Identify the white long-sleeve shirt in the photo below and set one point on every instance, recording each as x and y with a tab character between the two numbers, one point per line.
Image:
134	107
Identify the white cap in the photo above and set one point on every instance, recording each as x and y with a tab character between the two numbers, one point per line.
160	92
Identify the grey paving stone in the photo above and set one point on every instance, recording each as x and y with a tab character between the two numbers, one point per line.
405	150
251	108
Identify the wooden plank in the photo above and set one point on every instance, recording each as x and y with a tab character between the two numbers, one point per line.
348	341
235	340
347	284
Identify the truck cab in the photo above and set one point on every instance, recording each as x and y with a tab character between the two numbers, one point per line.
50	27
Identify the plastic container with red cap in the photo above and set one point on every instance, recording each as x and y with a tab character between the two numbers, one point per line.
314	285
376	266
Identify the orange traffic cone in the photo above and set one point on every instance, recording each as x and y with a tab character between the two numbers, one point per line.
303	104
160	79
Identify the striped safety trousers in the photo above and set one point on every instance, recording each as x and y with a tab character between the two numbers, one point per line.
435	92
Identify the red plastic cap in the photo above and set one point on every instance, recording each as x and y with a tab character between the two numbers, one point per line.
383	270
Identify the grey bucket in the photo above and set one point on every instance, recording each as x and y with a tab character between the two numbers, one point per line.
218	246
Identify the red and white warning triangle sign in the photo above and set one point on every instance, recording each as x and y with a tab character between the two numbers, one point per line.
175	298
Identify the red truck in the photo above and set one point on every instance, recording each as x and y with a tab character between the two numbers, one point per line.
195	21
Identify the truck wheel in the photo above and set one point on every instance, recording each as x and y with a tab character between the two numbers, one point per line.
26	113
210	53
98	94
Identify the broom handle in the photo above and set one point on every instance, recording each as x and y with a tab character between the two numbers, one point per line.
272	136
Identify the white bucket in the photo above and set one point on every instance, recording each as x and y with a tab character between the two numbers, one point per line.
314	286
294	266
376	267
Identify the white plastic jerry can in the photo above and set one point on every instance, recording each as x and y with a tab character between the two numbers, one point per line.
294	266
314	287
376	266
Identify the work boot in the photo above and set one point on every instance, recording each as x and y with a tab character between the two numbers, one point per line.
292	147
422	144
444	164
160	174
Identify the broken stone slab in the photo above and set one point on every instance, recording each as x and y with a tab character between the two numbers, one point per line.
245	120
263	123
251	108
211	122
---
Task item >>
Each line from the one containing "Identify the broken" to the last line above must be returned exactly, and no line outside that range.

Response >>
Identify the broken stone slab in the photo above and set one point on every instance, recording each as x and y with a tab character between the two numbers, one point per line.
245	120
263	123
251	108
211	122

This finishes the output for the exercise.